After sweating all day at a company picnic on Friday, sweating twice as hard...four times as hard...Saturday at the Faire site strike/clean-up, and then again on Sunday...I may be rehydrated by Wednesday.

Dealing with a work load that defies description and running a Faire, that while it gets mentally easier each year, is still very, very hard and consuming. But, here’s what I have learned while I was gone:

Deciding that now that my toad lily collection is booming, I’d add astilbe to the variety of plants that I enjoy enough to want to have several varieties around. Because the surest way to ensure a drought is to plant several varieties of a perennial that likes moist, boggy ground. So yes, that’s me out there every bloody evening, watering, surrounded by my own personal gnat cloud. Because I really had time for THAT this year.

Me smiling and looking happy all day UNNERVES the people around me. Diabolical Me loves that, Tender Me (she’s in there, somewhere, you just have to root around a bit) is sad. Sometimes you suddenly realize that something is NOT hurting as much as it typically does. And that’s such a relief that yeah, you smile. Either that, or Ellen just braided my hair too tight and it was like a mini-facelift.

I have several kitchen spots that have gone out and figured that to both save electricity and keep it cooler in the kitchen, I just wouldn’t replace them all. I have ten spots in the kitchen. Four dead ones is the line where I stop feeling thrifty and start feeling like White Trash. Just for the record.

PROVIDED INFORMATION:

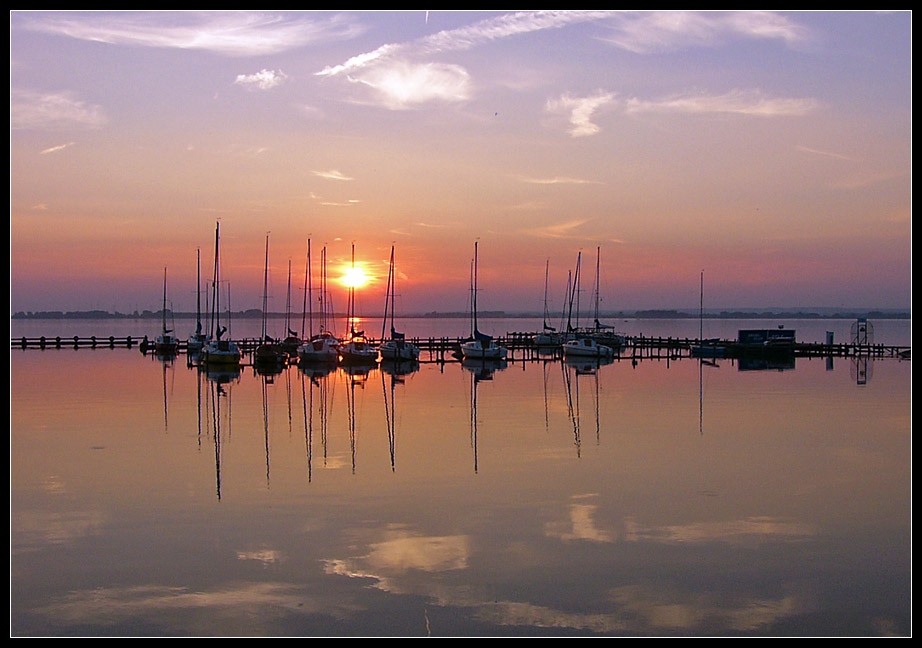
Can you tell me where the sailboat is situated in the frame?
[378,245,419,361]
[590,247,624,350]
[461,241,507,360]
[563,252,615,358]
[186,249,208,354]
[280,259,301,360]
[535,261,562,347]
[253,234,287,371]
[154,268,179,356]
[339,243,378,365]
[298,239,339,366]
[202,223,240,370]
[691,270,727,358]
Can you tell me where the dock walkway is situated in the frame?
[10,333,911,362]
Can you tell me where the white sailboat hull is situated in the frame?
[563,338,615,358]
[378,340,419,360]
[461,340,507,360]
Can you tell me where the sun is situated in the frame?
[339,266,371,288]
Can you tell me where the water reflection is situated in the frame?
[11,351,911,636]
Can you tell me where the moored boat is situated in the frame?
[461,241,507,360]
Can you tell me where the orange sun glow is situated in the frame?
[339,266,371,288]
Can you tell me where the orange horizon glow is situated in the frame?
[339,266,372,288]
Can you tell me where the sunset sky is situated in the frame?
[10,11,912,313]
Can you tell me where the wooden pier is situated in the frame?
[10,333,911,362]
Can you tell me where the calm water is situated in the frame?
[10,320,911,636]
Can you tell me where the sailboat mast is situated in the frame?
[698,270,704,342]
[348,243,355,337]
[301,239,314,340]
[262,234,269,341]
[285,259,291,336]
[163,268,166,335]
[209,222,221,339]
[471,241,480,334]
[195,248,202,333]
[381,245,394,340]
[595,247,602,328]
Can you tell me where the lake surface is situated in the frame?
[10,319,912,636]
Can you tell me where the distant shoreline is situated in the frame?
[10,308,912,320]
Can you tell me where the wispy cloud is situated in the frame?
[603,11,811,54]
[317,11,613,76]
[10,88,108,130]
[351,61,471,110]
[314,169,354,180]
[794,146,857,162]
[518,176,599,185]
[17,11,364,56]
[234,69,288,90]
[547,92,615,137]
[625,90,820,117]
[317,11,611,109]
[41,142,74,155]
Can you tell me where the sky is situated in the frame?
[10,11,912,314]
---
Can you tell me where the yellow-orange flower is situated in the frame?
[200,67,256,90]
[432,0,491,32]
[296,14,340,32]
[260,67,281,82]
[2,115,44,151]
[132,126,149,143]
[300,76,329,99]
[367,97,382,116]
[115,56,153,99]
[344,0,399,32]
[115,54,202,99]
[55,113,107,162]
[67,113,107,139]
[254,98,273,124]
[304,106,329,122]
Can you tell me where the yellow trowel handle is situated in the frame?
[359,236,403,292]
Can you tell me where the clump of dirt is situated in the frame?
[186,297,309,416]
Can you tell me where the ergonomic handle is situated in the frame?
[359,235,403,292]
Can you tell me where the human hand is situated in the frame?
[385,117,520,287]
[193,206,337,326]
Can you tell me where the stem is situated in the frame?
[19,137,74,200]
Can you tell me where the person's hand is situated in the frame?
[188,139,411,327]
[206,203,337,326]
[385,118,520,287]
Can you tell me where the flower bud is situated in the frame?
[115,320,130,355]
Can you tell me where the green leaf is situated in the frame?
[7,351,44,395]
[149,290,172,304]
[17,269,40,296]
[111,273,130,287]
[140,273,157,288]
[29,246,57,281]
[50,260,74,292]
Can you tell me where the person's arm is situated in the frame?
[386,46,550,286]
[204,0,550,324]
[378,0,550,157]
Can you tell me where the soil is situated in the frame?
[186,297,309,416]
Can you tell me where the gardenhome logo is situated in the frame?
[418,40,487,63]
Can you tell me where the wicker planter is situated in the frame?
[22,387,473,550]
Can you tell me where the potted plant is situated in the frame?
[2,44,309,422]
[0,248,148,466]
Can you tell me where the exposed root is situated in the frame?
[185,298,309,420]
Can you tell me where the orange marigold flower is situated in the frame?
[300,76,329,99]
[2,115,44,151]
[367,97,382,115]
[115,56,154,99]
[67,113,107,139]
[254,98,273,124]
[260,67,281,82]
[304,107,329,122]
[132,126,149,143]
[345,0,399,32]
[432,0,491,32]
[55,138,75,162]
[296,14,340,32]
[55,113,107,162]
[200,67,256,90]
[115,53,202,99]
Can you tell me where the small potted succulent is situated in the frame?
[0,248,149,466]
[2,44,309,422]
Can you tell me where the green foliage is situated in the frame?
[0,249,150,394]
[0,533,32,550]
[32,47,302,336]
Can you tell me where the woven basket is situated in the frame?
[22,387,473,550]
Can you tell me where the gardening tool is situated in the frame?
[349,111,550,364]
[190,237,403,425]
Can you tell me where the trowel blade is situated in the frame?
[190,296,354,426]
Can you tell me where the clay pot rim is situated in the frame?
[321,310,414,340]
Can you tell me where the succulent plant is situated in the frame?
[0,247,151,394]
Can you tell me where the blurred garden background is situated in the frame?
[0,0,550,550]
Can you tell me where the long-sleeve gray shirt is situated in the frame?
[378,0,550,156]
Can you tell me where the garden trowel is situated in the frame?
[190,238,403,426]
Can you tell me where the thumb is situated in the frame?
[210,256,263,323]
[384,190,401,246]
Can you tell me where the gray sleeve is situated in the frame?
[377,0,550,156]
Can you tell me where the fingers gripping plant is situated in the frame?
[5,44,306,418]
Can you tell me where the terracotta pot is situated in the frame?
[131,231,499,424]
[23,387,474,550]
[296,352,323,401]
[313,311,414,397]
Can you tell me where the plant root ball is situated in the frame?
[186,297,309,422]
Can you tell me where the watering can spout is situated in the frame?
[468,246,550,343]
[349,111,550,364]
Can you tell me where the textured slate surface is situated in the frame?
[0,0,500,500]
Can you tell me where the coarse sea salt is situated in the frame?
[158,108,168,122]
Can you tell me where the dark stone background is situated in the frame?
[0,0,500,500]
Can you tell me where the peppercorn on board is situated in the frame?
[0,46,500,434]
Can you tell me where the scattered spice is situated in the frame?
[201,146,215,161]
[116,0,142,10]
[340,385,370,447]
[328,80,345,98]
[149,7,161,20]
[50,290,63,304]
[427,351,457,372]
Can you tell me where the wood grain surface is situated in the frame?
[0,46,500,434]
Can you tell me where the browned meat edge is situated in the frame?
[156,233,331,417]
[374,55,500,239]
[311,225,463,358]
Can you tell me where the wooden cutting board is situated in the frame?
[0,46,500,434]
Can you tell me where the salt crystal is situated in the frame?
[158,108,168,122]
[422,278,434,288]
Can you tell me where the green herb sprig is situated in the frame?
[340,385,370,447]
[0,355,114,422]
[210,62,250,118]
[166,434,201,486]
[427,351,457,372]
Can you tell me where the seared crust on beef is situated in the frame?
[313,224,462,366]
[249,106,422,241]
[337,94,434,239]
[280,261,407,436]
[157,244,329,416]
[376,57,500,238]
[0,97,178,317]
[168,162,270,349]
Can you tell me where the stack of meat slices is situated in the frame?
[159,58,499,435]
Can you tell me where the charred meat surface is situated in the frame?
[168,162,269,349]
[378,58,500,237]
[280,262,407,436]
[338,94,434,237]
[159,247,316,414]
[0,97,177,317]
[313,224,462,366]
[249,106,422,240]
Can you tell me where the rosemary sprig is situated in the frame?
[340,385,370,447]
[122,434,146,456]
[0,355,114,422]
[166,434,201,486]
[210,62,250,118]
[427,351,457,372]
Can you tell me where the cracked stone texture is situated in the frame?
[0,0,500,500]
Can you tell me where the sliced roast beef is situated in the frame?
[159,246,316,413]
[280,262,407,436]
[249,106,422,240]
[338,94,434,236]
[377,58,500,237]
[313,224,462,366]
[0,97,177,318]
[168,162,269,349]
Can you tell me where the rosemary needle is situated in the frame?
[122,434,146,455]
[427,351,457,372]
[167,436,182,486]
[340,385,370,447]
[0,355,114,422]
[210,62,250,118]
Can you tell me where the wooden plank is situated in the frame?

EXERCISE TASK A:
Decide whether each statement agrees with the blog post above. Answer yes or no for each, and quote the deciding words from the blog post.
(i) The writer's toad lily collection is doing poorly.
(ii) The writer finds running the Faire mentally easier each year.
(iii) The writer has ten spots in the kitchen.
EXERCISE TASK B: Rewrite the paragraph of the blog post that begins "I have several kitchen spots" as a short bulleted list that keeps its main facts.

TASK SOLUTION A:
(i) No: "my toad lily collection is booming"
(ii) Yes: "while it gets mentally easier each year"
(iii) Yes: "I have ten spots in the kitchen."

TASK SOLUTION B:
- Several of the writer's kitchen spots have gone out.
- The writer chose not to replace them all, to save electricity and keep the kitchen cooler.
- The kitchen has ten spots.
- At four dead spots, the writer stops feeling thrifty and starts feeling like "White Trash."